STATED TASK:
Rewrite the span of records that opens with the line containing "the sheep's muzzle" and closes with the line containing "[[275, 63]]", keeping every request line unchanged. In the answers, scale each x and y coordinate by 2.05 and round it to a whole number, with halves rounding up.

Pointing dataset records:
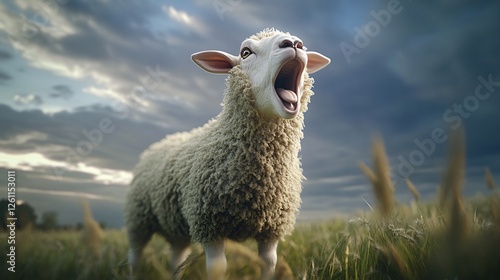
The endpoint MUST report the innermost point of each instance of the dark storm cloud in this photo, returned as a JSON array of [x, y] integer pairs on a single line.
[[5, 55], [4, 76], [59, 135], [61, 91]]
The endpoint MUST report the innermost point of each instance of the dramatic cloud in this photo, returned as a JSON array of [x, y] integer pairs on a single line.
[[61, 91], [5, 55], [28, 99], [4, 76], [116, 76]]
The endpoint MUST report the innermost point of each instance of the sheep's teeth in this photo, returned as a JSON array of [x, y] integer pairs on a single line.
[[287, 95]]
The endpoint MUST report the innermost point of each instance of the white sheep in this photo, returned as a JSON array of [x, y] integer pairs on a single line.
[[238, 176]]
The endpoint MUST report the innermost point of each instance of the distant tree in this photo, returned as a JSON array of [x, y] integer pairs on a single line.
[[49, 221], [26, 216], [79, 226], [24, 213], [103, 225]]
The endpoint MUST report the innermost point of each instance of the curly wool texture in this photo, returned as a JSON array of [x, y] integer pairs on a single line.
[[237, 177]]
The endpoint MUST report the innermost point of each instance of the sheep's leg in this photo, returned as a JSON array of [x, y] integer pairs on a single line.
[[216, 259], [267, 252], [137, 240], [180, 252]]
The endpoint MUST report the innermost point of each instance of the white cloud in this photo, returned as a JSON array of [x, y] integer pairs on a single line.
[[68, 193], [179, 16], [27, 99], [31, 161], [24, 138], [183, 17]]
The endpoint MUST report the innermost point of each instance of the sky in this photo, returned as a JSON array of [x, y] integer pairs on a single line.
[[75, 115]]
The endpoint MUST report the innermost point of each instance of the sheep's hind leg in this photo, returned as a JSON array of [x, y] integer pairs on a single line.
[[267, 252], [180, 252], [137, 240], [216, 259]]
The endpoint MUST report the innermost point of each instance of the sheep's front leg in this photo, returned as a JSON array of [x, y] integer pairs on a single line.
[[216, 259], [267, 252]]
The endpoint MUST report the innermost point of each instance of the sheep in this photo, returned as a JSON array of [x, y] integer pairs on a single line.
[[239, 176]]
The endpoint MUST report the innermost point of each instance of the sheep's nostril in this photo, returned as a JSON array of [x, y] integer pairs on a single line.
[[286, 44], [298, 44]]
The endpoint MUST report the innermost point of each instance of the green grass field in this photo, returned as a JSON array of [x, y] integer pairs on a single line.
[[450, 238]]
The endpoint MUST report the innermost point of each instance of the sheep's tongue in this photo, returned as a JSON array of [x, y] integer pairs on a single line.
[[287, 95]]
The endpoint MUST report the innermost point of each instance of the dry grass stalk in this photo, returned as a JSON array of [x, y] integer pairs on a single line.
[[92, 232], [283, 270], [380, 177], [489, 179], [413, 189], [452, 182], [455, 171], [396, 264]]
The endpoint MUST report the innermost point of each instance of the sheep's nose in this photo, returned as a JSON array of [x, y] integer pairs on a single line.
[[289, 44]]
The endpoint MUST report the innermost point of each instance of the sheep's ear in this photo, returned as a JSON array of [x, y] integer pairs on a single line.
[[316, 62], [215, 61]]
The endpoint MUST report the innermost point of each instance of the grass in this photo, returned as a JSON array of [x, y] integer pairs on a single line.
[[450, 238]]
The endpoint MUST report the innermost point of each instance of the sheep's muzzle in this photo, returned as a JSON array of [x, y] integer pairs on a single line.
[[286, 83]]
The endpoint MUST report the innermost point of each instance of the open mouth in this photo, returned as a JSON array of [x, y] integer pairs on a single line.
[[286, 84]]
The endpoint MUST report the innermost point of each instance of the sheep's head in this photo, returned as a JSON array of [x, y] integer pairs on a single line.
[[275, 63]]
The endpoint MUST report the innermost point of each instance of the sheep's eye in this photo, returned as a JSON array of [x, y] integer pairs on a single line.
[[245, 52]]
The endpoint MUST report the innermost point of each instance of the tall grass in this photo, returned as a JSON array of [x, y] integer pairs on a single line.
[[450, 238]]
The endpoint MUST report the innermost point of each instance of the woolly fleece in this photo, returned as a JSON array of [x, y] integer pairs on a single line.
[[236, 177]]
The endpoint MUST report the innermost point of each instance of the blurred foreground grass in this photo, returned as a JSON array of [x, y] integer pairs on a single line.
[[447, 239]]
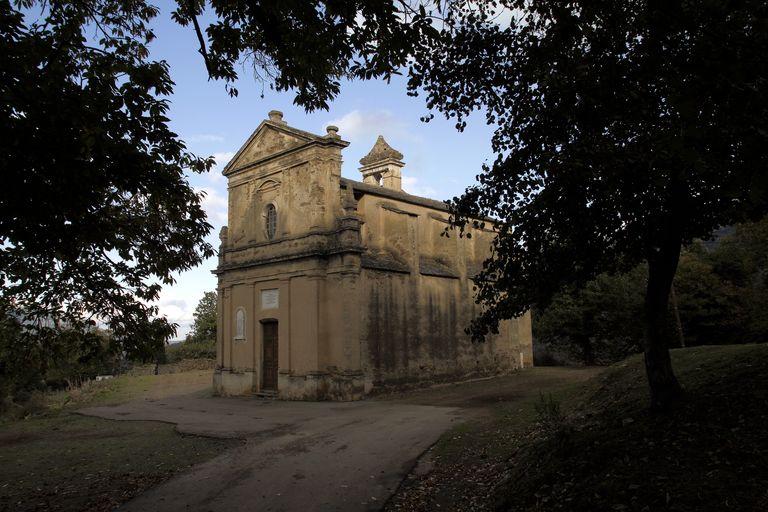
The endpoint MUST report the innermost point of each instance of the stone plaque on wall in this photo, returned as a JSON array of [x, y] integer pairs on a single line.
[[270, 299]]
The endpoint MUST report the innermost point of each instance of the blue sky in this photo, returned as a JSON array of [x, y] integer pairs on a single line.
[[440, 162]]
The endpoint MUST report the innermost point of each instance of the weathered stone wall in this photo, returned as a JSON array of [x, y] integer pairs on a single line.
[[416, 299], [365, 290]]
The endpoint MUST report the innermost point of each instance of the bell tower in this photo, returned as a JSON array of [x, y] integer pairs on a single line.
[[382, 166]]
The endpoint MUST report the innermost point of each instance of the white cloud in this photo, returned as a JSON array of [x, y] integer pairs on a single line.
[[358, 126], [222, 158], [412, 185], [215, 206], [176, 309], [205, 137]]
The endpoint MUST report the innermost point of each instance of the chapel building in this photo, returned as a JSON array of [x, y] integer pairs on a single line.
[[331, 288]]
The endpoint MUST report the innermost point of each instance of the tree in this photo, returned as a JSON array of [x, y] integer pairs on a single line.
[[96, 212], [308, 46], [599, 323], [95, 209], [204, 327], [624, 130]]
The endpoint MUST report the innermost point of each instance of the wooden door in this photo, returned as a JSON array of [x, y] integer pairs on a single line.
[[269, 360]]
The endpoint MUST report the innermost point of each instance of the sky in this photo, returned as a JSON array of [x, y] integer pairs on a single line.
[[439, 161]]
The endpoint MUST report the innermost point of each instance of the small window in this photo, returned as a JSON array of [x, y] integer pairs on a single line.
[[240, 324], [271, 220]]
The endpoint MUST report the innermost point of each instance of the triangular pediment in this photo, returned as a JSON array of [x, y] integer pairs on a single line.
[[268, 139]]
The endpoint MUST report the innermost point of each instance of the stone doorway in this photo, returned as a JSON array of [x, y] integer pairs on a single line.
[[269, 358]]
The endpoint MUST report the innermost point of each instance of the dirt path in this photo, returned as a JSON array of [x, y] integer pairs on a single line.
[[317, 456]]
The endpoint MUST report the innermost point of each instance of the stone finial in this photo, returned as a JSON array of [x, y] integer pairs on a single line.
[[381, 151], [276, 116], [333, 131], [382, 166]]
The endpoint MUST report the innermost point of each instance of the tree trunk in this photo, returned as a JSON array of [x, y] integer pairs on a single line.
[[660, 331]]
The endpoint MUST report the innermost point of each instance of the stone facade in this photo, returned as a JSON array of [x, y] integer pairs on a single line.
[[330, 288]]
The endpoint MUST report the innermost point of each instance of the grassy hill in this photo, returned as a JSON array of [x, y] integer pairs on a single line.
[[595, 447], [611, 454]]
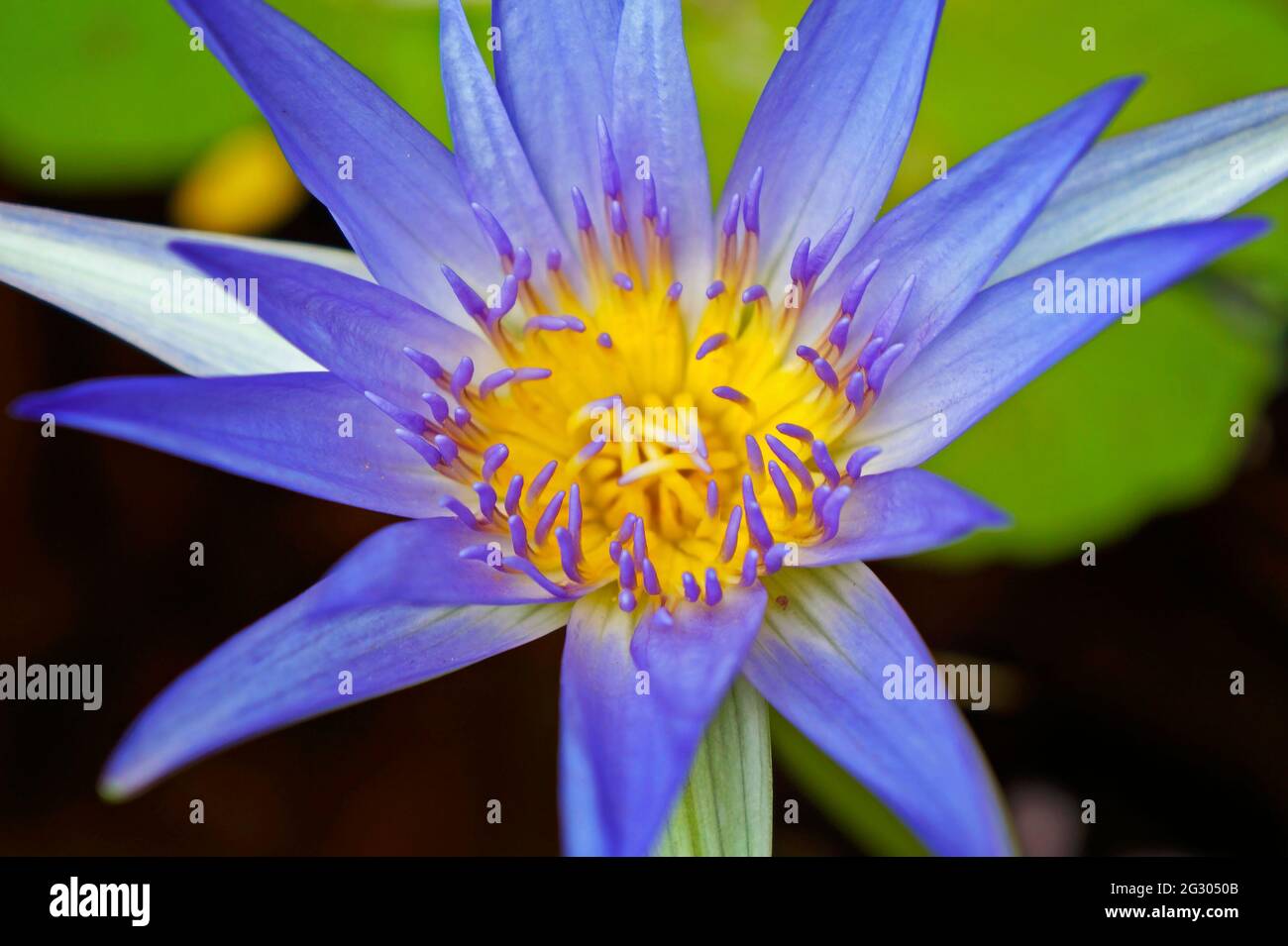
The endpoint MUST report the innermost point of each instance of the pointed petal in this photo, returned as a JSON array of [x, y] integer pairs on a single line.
[[121, 277], [902, 512], [833, 120], [822, 663], [493, 168], [623, 755], [1196, 167], [554, 71], [390, 185], [656, 116], [397, 610], [726, 807], [288, 430], [357, 330], [953, 232], [1003, 340]]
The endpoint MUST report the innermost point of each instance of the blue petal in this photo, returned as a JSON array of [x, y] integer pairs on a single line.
[[833, 120], [623, 756], [398, 610], [492, 164], [402, 209], [1175, 172], [279, 429], [820, 662], [110, 273], [656, 116], [355, 328], [1001, 341], [952, 233], [554, 69], [902, 512]]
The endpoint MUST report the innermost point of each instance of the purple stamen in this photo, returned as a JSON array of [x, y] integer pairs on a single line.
[[649, 198], [462, 376], [460, 510], [870, 352], [877, 374], [889, 319], [580, 209], [713, 591], [651, 584], [854, 293], [832, 512], [618, 219], [493, 229], [447, 447], [494, 379], [854, 389], [711, 344], [540, 480], [800, 262], [626, 569], [567, 554], [428, 452], [493, 459], [518, 536], [791, 461], [471, 300], [840, 334], [403, 418], [575, 515], [548, 517], [522, 264], [487, 499], [733, 394], [824, 463], [730, 537], [608, 170], [825, 372], [438, 405], [751, 206], [797, 431], [785, 488], [426, 364], [730, 222], [857, 461], [511, 494], [535, 575], [828, 245]]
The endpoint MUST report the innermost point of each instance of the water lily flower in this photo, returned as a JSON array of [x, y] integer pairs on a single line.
[[562, 262]]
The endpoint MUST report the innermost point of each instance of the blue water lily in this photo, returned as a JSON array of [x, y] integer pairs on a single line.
[[600, 407]]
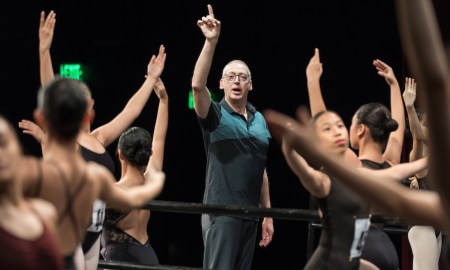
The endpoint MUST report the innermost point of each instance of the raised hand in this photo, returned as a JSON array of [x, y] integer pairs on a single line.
[[314, 69], [414, 183], [160, 89], [409, 95], [156, 65], [46, 29], [385, 71], [209, 25], [31, 128]]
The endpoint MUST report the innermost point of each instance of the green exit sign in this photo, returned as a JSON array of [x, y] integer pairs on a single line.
[[74, 71]]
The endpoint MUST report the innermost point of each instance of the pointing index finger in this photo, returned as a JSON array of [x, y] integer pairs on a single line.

THE RESULT:
The endpoint MUST report the innermost point of each instance of the sheep's muzzle in this photo, returned as a JSON array of [x, y] integer pairs on a single line.
[[586, 170]]
The endpoint MUST report the innermost point of each instance of the open mouth in this photo, returned as a JSON array of [x, y] integer pairs on a single line.
[[586, 172]]
The endpoint MUST report the innermost point of each instance of the sheep's head in this photo, returned as a JSON array of [x, y] integer pairs on a single line.
[[564, 129]]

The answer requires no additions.